=== Objetivo 1 ===
No texto sobre o vinho em 2050, liste todos os vinhedos e regiões vinícolas mencionados pelo nome.
=== Objetivo 2 ===
Estenda o texto sobre o vinho de 2050, começando logo após a sua última frase.

=== Trecho do texto ===

::::::::

Que vinho beberemos em 2050? Rolland não pode predizer, mas mostrou algumas idéias.
 
Sua principal premissa é que o estado atual da enologia moderna nos permite fazer vinhos com o estilo gustativo que quisermos, e que isso já se faz nos vinhos comerciais.
 
Na base da polêmica, ele comparou essa tendência à Coca-Cola, que produz seu refrigerante mundial adaptado a cada país. “Na ìndia é mais picante, na Europa é mais ácida, no norte dos EUA tem mais sabor de canela”, detalhou. “Cito a Coca Cola apenas como exemplo”, disse ele.
 
Sobre o terroir, a característica de clima e solo que garante a personalidade dos vinhos nos diferentes vinhedos do mundo, ele afirma que isso só é importante nos locais abençoados, os grandes vinhedo míticos como Romanée Conti e Château Lafite, os demais fazem o vinho que o enólogo desejar.
 
As regiões como Bordeaux devem abandonar a idéia de um “monopólio do gosto”, o mercado vai ditar cada vez mais as regras do vinho, completa Rolland.
 
Não tiro a razão do famoso enólogo, afinal mercado é a arte de agradar o cliente...

::::::::

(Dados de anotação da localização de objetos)
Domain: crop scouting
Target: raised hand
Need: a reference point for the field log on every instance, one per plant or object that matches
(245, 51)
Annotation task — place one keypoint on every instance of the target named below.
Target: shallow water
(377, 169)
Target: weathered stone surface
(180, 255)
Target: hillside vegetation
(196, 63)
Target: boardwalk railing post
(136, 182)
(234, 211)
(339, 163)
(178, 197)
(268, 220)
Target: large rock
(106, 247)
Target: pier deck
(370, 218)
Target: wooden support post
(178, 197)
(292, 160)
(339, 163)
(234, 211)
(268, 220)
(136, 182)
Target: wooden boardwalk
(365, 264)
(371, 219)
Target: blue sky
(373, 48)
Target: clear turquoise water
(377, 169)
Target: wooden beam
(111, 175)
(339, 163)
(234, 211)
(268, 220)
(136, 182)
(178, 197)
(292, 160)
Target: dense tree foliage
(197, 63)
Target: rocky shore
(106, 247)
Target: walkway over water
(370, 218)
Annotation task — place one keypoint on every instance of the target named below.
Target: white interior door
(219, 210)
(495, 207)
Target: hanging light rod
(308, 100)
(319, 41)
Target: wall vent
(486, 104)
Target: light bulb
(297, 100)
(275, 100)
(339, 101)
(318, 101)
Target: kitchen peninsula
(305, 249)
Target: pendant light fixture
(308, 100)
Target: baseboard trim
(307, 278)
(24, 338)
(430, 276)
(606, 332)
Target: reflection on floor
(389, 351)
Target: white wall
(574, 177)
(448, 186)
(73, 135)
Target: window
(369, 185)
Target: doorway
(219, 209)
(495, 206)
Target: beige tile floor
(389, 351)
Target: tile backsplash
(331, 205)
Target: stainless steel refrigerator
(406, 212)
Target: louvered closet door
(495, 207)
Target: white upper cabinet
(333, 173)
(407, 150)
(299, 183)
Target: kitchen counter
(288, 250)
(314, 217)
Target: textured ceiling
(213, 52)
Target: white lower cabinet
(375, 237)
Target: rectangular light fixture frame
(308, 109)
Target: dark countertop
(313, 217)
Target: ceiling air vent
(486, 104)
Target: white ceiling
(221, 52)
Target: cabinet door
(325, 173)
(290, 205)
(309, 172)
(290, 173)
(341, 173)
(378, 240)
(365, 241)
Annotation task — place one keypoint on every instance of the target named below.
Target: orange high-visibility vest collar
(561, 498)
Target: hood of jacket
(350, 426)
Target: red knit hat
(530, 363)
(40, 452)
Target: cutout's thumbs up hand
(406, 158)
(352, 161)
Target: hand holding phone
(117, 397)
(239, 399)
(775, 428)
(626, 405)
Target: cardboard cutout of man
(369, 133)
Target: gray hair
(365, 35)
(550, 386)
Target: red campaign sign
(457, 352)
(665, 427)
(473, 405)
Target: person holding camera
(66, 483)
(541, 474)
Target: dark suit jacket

::::::::

=== Resposta correta 1 ===
Romanée Conti, Château Lafite, Bordeaux

=== Resposta correta 2 ===
 
Permito-me aqui expor meu ponto de vista sobre a personalidade tão variada dos vinhos do mundo.
 
Personalidade x Mercado
 
Há quase 16 anos conspirando para a cultura do vinho no Brasil, com o site Academia do Vinho, minha visão dessas declarações é de apreensividade, restando ainda boa parte de esperança.
 
Em minha atividade de consultoria para “garimpo” e escolha de vinhos para importação, tenho o privilégio de degustar muitas centenas de vinhos por ano, o que me permite manter um panorama geral das tendências do mercado de vinho no mundo.
 
Sim, existem vinhos claramente comerciais, produzidos com o único intuito de agradar ao cliente leigo com seu estilo macio, levemente adocicado, brando de taninos e amigável no preço. Isto se vende, e muito.
 
O recente fenômeno do vinho Toro Loco, que ganhou notoriedade com a notícia de ser vencedor em uma degustação com grandes vinhos, levou o mercado à loucura com a procura por essa maravilha de apenas 11 euros!
 
Sem demérito e sem grandes atributos, o Toro Loco é um vinho fácil, macio, e sem a marca de personalidade de sua região de origem. Para mim, sem nenhum atrativo.
 
Há algum tempo li uma opinião de um redator europeu que dizia “adoro os vinhos com defeitos, pois eles são sua marca inconfundível”. Concordo e aplaudo, é exatamente a minha preferência.
 
Ao longo dos anos pude conversar com muitos enólogos, muitos deles pequenos proprietários de negócios de família, perpetuando um modo de ser e fazer vinho aperfeiçoado ao longo de gerações, onde a tradição é a maior marca da personalidade, e sua luta é mantê-la viva e autêntica.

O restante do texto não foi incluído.